# What is expected:
Down to the last line, write out the entries below exactly and omit all pictures.

# Available data:
####

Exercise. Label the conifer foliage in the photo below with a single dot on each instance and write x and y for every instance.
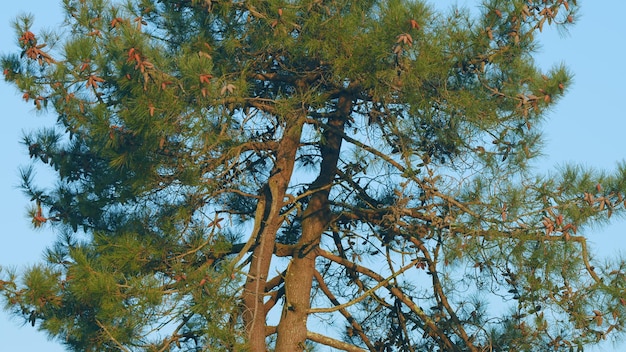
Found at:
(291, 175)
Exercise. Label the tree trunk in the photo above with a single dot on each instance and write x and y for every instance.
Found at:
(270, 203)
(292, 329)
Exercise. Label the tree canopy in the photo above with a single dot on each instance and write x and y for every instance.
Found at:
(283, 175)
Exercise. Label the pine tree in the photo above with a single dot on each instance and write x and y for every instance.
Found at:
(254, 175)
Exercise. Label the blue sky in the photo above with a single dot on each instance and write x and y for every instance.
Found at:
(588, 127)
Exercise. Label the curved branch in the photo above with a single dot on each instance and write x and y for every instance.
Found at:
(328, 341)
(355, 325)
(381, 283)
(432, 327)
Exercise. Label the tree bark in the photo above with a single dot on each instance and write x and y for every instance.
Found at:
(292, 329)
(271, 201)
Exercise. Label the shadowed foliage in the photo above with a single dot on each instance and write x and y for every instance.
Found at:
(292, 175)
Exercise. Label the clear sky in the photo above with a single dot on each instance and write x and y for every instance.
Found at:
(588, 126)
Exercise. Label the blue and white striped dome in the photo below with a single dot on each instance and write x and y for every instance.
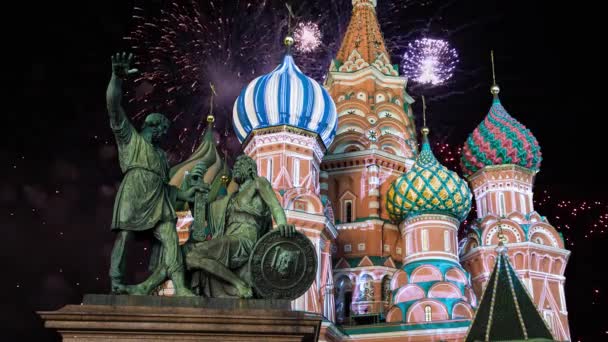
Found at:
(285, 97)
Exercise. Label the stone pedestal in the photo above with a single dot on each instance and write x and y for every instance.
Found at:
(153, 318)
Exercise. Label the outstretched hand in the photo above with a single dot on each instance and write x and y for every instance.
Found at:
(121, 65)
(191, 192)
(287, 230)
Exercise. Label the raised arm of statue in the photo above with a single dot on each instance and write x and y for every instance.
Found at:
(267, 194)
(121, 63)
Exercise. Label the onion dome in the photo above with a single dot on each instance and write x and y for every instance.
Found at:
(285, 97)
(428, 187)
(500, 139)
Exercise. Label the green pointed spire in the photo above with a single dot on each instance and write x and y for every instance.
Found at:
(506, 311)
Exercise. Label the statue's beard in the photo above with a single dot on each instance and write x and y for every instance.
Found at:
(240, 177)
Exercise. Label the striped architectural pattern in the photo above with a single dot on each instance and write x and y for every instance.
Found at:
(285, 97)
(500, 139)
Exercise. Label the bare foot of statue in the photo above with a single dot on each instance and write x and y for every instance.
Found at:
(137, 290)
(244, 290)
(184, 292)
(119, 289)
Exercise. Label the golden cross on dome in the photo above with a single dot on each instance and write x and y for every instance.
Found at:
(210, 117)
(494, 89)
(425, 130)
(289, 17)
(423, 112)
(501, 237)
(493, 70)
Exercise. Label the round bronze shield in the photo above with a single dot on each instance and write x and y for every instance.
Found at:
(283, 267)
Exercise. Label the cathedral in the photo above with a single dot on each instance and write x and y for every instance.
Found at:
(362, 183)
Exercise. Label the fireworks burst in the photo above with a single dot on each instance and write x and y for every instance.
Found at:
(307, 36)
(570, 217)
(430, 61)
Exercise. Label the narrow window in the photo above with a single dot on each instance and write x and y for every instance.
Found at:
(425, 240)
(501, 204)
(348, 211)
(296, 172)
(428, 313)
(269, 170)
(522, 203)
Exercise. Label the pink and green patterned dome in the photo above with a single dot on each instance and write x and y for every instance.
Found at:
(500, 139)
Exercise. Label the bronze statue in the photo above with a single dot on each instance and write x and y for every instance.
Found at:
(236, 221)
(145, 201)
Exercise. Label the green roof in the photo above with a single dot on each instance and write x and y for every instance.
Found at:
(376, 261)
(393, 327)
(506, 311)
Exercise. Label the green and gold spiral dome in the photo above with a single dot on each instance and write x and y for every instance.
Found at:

####

# Task response:
Exercise. Label the conifer foliage in the photo below with a single dot on each instance and write x and y for every instance.
Found at:
(291, 175)
Exercise. Label the tree trunk in the photo above with a single dot on each instance and write x and y for every instance.
Found at:
(270, 203)
(292, 329)
Exercise. Label the tree canopy in the photo above with a single dot on each instance and write x and y for every instance.
Found at:
(283, 175)
Exercise. Label the pine tree in the photo above with a single dot on each instance and write x and y for every instance.
Found at:
(254, 175)
Exercise. Label the blue sky in the photo above with a single dot on each instance and write x and y for every instance.
Found at:
(588, 127)
Exercise. Label the curved branch in the photo above with a single dot on each instance and write x and y for every instance.
Found at:
(328, 341)
(355, 325)
(381, 283)
(432, 327)
Exercise. Label the tree bark in the photo above with a single dot on each instance and write x and y for every instance.
Found at:
(292, 329)
(271, 201)
Exercise. Label the shadowed foliage in the photo above with a single dot on each instance and write x and y for every instance.
Found at:
(292, 175)
Exercise. Label the clear sky in the photo above with a single dot on each instance and write x and y for every instance.
Found at:
(588, 126)
Exercise. Label the blue and white striped dome in the photo below with a single dot on each instance and write x and y for every instance.
Found at:
(285, 97)
Exercise. Label the stone pedestal in the photo above with a single dot on each instance and write x and y for every instance.
Found at:
(153, 318)
Exercise. Label the outstretched hand in the photo above with a single dot on each instance and write x and y for every instance.
Found at:
(121, 65)
(191, 192)
(287, 230)
Exercise. Label the raised arm of statue in the photo above with a single dot on each instance and write x and y for every instance.
Found at:
(267, 194)
(121, 63)
Exercise. Label the onion dome in the photo above with a single dot on each instance and write x and y for every instance.
Found at:
(285, 97)
(428, 187)
(500, 139)
Exercise. Label the green pointed spire in the photo above with a single dot on each instance and write x and y for every instance.
Found at:
(506, 311)
Exercise. Label the statue's beard in the photo above with a single dot on each instance and write x and y for every instance.
Found at:
(240, 177)
Exercise. Label the striped architectural pattern in the photo above with a single dot on each instance and write x and y for every instance.
Found at:
(285, 97)
(500, 139)
Exercise. Label the bare foot of statue in the photo above with a single dot on each instance and write x and y for every instance.
Found at:
(137, 290)
(244, 290)
(184, 292)
(119, 289)
Exercise. Label the golden cross on dome in the photo above with a single dot on each instance and write x and y for every instance.
Found at:
(210, 117)
(494, 89)
(425, 130)
(289, 17)
(423, 112)
(501, 237)
(493, 70)
Exercise. Label the round bronze shield in the photo above with a single dot on each instance and write x and y for every instance.
Found at:
(283, 267)
Exercise. Label the cathedral in the photo above with a single dot on each instance and write x and y for every instance.
Found at:
(362, 183)
Exercise. Label the fireworks burst in the photo above with a single dot on each instance and write x and y for every instance.
Found at:
(307, 36)
(570, 217)
(430, 61)
Exercise. Label the narrow window in the photo above with a single dot on each instance and write x and y for every instance.
Found at:
(425, 240)
(501, 204)
(348, 211)
(296, 172)
(428, 313)
(269, 170)
(522, 203)
Exercise. Label the pink and green patterned dome in the photo above with a single dot on each instance and write x and y for every instance.
Found at:
(500, 139)
Exercise. Label the bronze statue in the photo above with a single dot on each instance and write x and y for every instance.
Found at:
(236, 221)
(145, 201)
Exercise. Label the green roof in the photo above with a single dot on each instance and write x and y for every instance.
Found at:
(376, 261)
(393, 327)
(506, 311)
Exercise. Label the green and gold spiral dome in the photo above with a single dot on each instance and write x and y for every instance.
Found at:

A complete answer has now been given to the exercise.